José Manuel Vilhena said...

Interrogo-me do porquê dos tons destes quadros, e gosto de imaginar fumo de charutos, trocas de olhares que embaciam momentaneamente o tema inflamado, se afastam dele, deixam de ouvir. Regressa-se à conversa como de uma viagem. Avança-se.
Quem recebe sabe fazê-lo, quem visita pode sonhar por antecipação dias a fio. O que é certo é que as ideias só tiveram a ganhar com isso.
Estas idas e vindas do pensamento balancearam-nos até aqui. O tom sépia protege-os, bem como os castanhos indefinidos. Nada que tenha a ver com lâmpadas poupadoras de energia.

Bom texto e imagens.

um beijinho

teresamaremar said...

:) interessante a questão... os tons... por certo não apenas velatura, ou a patine do tempo.

Na verdade, creio que tem a ver com os tenebristas - Caravaggio, Velasquez, Latour - a opção pelo fundo escuro destacando as personagens a cor. Passagem do maneirismo para o barroco.
A moda do quadro colectivo é flamenga, penso que o revivalismo no século XIX, seguiu a técnica. Columbando não era, também ele, um tenebrista? :)
O Nikias Skapinakis também tem um quadro de grupo, Tertúlia, e os tons estão lá, não tanto no fundo - laranja - mas nas vestes.


Mas sim, fumo de charuto e velas contribuiu para o oscuro.

A magia chega-nos, não é? :) ficamos a imaginar os salons ou as cadeiras à volta da mesa em tertúlias de café.
Aromas e gestos.
O germinar e os divagares.
As horas longas.


Grata. Beijo.

o Reverso said...

sendo hoje um dia muito especial venho deixar-lhe, ao fim de grande ausência, os meus melhores desejos.

o Reverso said...

salvé o dia 2 de julho

teresamaremar said...

Meu Deus... como lembrou depois de tanto tempo?
Que gesto tão bonito o seu.

Grata. Muito.

Um abraço

Zénite said...

Tempos de profundas mudanças no domínio das artes, da sociedade e até da ciência - refiro-me à década de 1789-1799 -, mas, também, tempos de revolução e de morte, em que a luz e as sombras intensas, jamais extintas, dos anteriores tenebristas que referes em comentário, não conseguiram apaziguar a ferocidade dos tenebrosos sans-culottes… e não só. Rememoro Lavoisier, o brilhante fundador da Química moderna, condenado à morte neste período, e no mesmo dia guilhotinado. De realçar que a sua viúva, a distinta Marie-Anne Pierrette Paulze, mais conhecida por Madame Lavoisier, em muito contribuiu para o sucesso da obra do marido, como química, tradutora (de latim e inglês) e, ainda, como habilitada ilustradora dos seus livros e ensaios de Química. Para tal, teve lições de pintura com Jacques-Louis David, um dos pintores franceses mais famosos na época.

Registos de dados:
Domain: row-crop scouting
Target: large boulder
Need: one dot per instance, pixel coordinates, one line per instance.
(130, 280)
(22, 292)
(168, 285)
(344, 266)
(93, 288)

## CONJUNTO DE TAREFAS
[a] Reescreva o trecho dos comentários sobre os tons dos quadros que vai de "Na verdade, creio" até "As horas longas.", trocando "tertúlias" por "reuniões".
[b] Prolongue a troca de comentários sobre os tons dos quadros a partir do ponto em que termina.

## RESPOSTAS ÀS TAREFAS
[a]
Na verdade, creio que tem a ver com os tenebristas - Caravaggio, Velasquez, Latour - a opção pelo fundo escuro destacando as personagens a cor. Passagem do maneirismo para o barroco.
A moda do quadro colectivo é flamenga, penso que o revivalismo no século XIX, seguiu a técnica. Columbando não era, também ele, um tenebrista? :)
O Nikias Skapinakis também tem um quadro de grupo, Tertúlia, e os tons estão lá, não tanto no fundo - laranja - mas nas vestes.


Mas sim, fumo de charuto e velas contribuiu para o oscuro.

A magia chega-nos, não é? :) ficamos a imaginar os salons ou as cadeiras à volta da mesa em reuniões de café.
Aromas e gestos.
O germinar e os divagares.
As horas longas.

[b]
(auxiliado pela Gr. Enc. Port. E Bras.)

Belíssimas imagens, todas as que aqui nos trazes, que complementas de forma tão eficaz neste teu espaço. Os meus parabéns por este lugar de eleição.

Um abraço e um bom fim-de-semana.

teresamaremar said...

Olá Zénite,

esa informação de Marie-Anne é-me interessante. Desconhecia.

Quanto ao Latour... está na Gulbenkian, uma exposição a ver. Eu gostei, embora desaprove a iluminação. Não sei que raio de curadores fazem tal.
Alguns quadros só se vêem bem afastando-nos, perto, as luzes provocam reflexos irritantes. Fotografá-los então - o que é permitido sem flash - não dá em nada, fica péssimo o resultado.

Grata pela visita.

Abraço e bom fim de semana também

Mas pronto, é a minha modesta apreciação.

Zénite said...

Obrigado.
Visitarei Latour na Gulbenkian... e terei o cuidado de desligar o flash da máqª. :)

spring said...

Olá Teresamaremar!
Foi atribuído ao "Nas Tintas Para as Regras" o selo "O seu blog é viciante".
Beijinhos
PS - Fomos ver a exposição do Fantin-Latour na Gulbenkian e adorámos
Paula e Rui Lima

vieira calado said...

Quadros fascinantes.

Impecável e significativa reportagem,

com música da melhor.

Agradecido estou.

Patrícia Castro said...

Suas postagens são fascinantes. Estou lendo um, e mais um, e mais um... enriquecedor. Obrigada querida Teresa. Um grande abraço.

teresamaremar said...

Obrigada Patrícia :)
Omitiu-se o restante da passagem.